In certain embodiments, the composition may include a pharmaceutically acceptable carrier, a flavonoid, or a derivative or a salt thereof.

In certain embodiments, the composition may include a pharmaceutically acceptable carrier, a catechin, or a derivative or a salt thereof.

In certain embodiments, the composition may include a pharmaceutically acceptable carrier, epigallocatechin gallate (EGCG), or a derivative or a salt thereof.

The compositions may be administered to a subject, such as a mammal, by a number of routes, such as, intranasal, pulmonary, sublingual, oral, buccal, intra-vaginal, intra-rectal, ocular, intradermal, transdermal, transcutaneous, subcutaneous, intra-venous and intramuscular.

Provided are methods for making the compositions, the method includes admixing the pharmaceutically acceptable carrier and the flavonoid to produce the compositions.

Methods of using the compositions are also provided herein. The methods comprise administering the compositions to a subject to suppress or reduce that amount of pathogens or the pathogenic action of the pathogen, or reduce symptom or symptoms of disease caused by the pathogen in the subject by antipathogenic action.

In certain embodiments, the compositions are used to treat a subject with a viral infection.

In certain embodiments, the compositions are used to treat a subject infected with ssRNA viruses. Non-limiting examples of ssRNA viruses are HIV (human immunodeficiency virus), HCV (Hepatitis C virus), DENV (Dengue virus), JEV (Japanese tickborne encephalitis virus, TBEV (tickborne encephalitis virus), ZIKV (Zika virus), CIKV (Chikungunya virus), HTLV-1 (human T-cell leukemia type 1), enterovirus EV71, and PRRSV (porcine reproductive and respiratory syndrome).

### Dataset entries
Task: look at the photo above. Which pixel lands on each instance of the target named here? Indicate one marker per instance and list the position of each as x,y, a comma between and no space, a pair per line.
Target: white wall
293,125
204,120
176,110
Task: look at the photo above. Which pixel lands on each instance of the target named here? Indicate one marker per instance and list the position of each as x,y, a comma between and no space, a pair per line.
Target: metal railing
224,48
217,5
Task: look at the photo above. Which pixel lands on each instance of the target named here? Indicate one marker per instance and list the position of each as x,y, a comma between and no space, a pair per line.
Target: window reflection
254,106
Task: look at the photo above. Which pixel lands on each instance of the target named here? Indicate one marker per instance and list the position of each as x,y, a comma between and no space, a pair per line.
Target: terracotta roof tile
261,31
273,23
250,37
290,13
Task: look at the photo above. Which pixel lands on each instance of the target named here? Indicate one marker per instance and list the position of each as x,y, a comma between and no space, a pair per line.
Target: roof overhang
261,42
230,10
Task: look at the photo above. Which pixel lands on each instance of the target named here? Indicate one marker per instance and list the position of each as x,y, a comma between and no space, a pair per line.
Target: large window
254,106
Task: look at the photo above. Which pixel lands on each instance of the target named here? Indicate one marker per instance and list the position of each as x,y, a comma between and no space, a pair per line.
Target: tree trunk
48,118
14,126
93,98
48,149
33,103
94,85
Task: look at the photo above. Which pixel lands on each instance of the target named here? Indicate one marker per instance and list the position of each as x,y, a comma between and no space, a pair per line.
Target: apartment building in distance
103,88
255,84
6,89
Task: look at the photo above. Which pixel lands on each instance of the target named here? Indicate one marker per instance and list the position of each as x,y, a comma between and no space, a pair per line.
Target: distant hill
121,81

### WHAT IS BEING ASKED
Copy the stretch of the composition text from "Methods of using" through "and respiratory syndrome).", swapping "viral infection" for "bacterial infection".

### EXERCISE SOLUTION
Methods of using the compositions are also provided herein. The methods comprise administering the compositions to a subject to suppress or reduce that amount of pathogens or the pathogenic action of the pathogen, or reduce symptom or symptoms of disease caused by the pathogen in the subject by antipathogenic action.

In certain embodiments, the compositions are used to treat a subject with a bacterial infection.

In certain embodiments, the compositions are used to treat a subject infected with ssRNA viruses. Non-limiting examples of ssRNA viruses are HIV (human immunodeficiency virus), HCV (Hepatitis C virus), DENV (Dengue virus), JEV (Japanese tickborne encephalitis virus, TBEV (tickborne encephalitis virus), ZIKV (Zika virus), CIKV (Chikungunya virus), HTLV-1 (human T-cell leukemia type 1), enterovirus EV71, and PRRSV (porcine reproductive and respiratory syndrome).